Page excerpt

Note that we are using low priority compute in this demo as the most cost efficient option. Low priority VMs are significantly cheaper than standard dedictaed compute. However, these resources are not always available and there is a risk that a training job might be pre-empted.

In [None]:
try:
    _ = ml_client.compute.get(train_target)
    print("Found existing compute target.")
except ResourceNotFoundError:
    print("Creating a new compute target...")
    compute_config = AmlCompute(
        name=train_target,
        type="amlcompute",
        size="STANDARD_NC24RS_V3", # 4 x Tesla V100, 16 GB GPU memory each
        tier="low_priority",
        idle_time_before_scale_down=600,
        min_instances=0,
        max_instances=2,
    )
    ml_client.begin_create_or_update(compute_config)

In [None]:
training_environment = Environment(
    image="mcr.microsoft.com/azureml/" + "openmpi4.1.0-cuda11.1-cudnn8-ubuntu20.04:latest",
    conda_file="./src/train-env.yml",
    name="monai-multigpu-azureml",
    description="Parallel PyTorch training on AzureML with MONAI")

ml_client.environments.create_or_update(training_environment)

The problem
List every keyword argument passed to AmlCompute in the Azure ML code excerpt above, along with the value assigned to each.

Recorded information
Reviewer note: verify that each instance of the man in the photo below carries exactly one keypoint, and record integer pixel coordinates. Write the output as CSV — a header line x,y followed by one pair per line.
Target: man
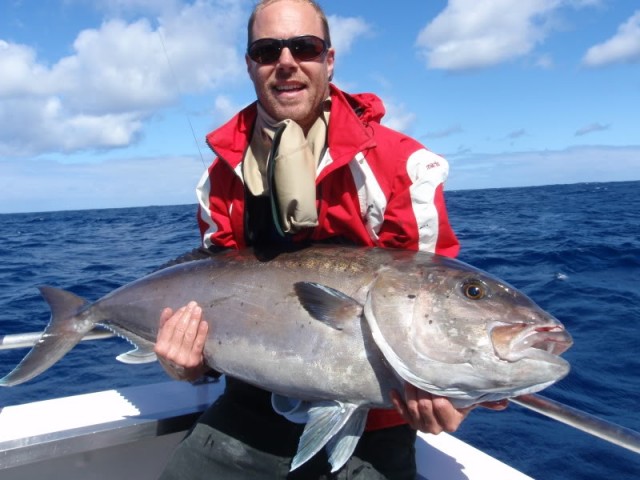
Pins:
x,y
306,162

Response area
- name = train_target
- type = "amlcompute"
- size = "STANDARD_NC24RS_V3"
- tier = "low_priority"
- idle_time_before_scale_down = 600
- min_instances = 0
- max_instances = 2